[Erfasste Daten]

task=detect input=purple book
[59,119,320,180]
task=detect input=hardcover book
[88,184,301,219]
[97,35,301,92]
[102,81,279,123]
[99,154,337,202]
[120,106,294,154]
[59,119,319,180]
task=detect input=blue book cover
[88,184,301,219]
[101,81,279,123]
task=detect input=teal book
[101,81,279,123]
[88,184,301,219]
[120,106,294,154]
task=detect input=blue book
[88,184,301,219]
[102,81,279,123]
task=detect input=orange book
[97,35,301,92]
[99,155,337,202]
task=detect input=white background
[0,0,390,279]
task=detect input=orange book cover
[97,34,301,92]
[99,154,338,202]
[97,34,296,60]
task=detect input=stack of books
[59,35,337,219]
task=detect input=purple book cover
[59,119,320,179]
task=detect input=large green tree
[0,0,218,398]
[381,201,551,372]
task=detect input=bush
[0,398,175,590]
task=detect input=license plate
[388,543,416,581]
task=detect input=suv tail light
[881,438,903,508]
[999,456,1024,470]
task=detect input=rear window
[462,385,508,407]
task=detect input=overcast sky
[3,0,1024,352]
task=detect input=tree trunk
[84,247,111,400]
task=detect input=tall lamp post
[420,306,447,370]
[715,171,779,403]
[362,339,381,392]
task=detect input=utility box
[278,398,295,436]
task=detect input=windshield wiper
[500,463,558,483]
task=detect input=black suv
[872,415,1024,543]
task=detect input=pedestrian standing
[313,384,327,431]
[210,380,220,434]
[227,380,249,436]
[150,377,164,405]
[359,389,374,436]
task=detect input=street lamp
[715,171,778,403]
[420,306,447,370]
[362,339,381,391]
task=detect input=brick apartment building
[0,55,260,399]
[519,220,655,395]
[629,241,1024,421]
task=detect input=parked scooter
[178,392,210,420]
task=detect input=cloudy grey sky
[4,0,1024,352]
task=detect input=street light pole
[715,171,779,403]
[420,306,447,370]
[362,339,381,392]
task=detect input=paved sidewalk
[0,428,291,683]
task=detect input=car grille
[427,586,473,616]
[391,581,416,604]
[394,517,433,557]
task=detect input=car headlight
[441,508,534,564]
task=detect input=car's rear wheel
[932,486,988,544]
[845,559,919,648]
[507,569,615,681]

[Die Aufgabe]
Gib das gesamte Material oben Zeile für Zeile wieder, ohne ein Zeichen zu ändern.

[Ergebnis]
task=detect input=purple book
[59,119,320,180]
task=detect input=hardcover book
[88,184,301,219]
[97,35,301,92]
[102,81,279,123]
[99,154,337,202]
[120,106,294,154]
[59,119,319,180]
task=detect input=blue book cover
[88,184,301,219]
[101,81,279,123]
task=detect input=teal book
[101,81,279,123]
[88,184,301,219]
[120,106,294,154]
task=detect input=blue book
[88,184,301,219]
[102,81,279,123]
task=detect input=orange book
[97,35,301,92]
[99,155,337,202]
task=detect input=white background
[0,0,390,279]
task=detect input=orange book cover
[97,34,301,92]
[99,154,338,202]
[97,34,296,60]
task=detect input=stack of books
[59,35,337,219]
task=detect input=purple book cover
[59,119,320,179]
task=detect input=large green tree
[0,0,218,398]
[381,201,551,372]
task=detect input=bush
[0,398,175,590]
task=detect input=license plate
[388,543,416,581]
task=detect input=suv tail light
[881,438,903,508]
[999,456,1024,470]
task=detect input=rear window
[462,385,508,407]
task=detect input=overcast sky
[3,0,1024,352]
task=detect input=tree trunk
[84,247,111,400]
task=detect input=tall lamp post
[420,306,447,370]
[715,171,779,403]
[362,339,381,392]
task=detect input=utility box
[278,398,295,436]
task=detect input=windshield wiper
[500,463,558,483]
task=detect input=black suv
[872,415,1024,543]
task=detect input=pedestrian standing
[313,384,327,431]
[210,380,220,434]
[227,380,249,436]
[150,377,164,405]
[359,389,374,436]
task=detect input=street lamp
[715,171,778,403]
[420,306,447,370]
[362,339,381,391]
task=detect input=brick apartment building
[0,55,260,399]
[519,220,655,395]
[629,241,1024,421]
task=detect input=parked scooter
[178,392,210,420]
task=detect input=cloudy grey sky
[4,0,1024,352]
task=detect input=street light pole
[715,171,779,403]
[420,306,447,370]
[362,339,381,392]
task=detect input=paved sidewalk
[0,428,291,683]
task=detect input=car grille
[427,586,473,616]
[391,581,416,604]
[394,517,433,557]
task=detect input=car headlight
[441,508,534,564]
task=detect input=car's rear wheel
[932,486,988,544]
[845,559,919,648]
[507,569,615,681]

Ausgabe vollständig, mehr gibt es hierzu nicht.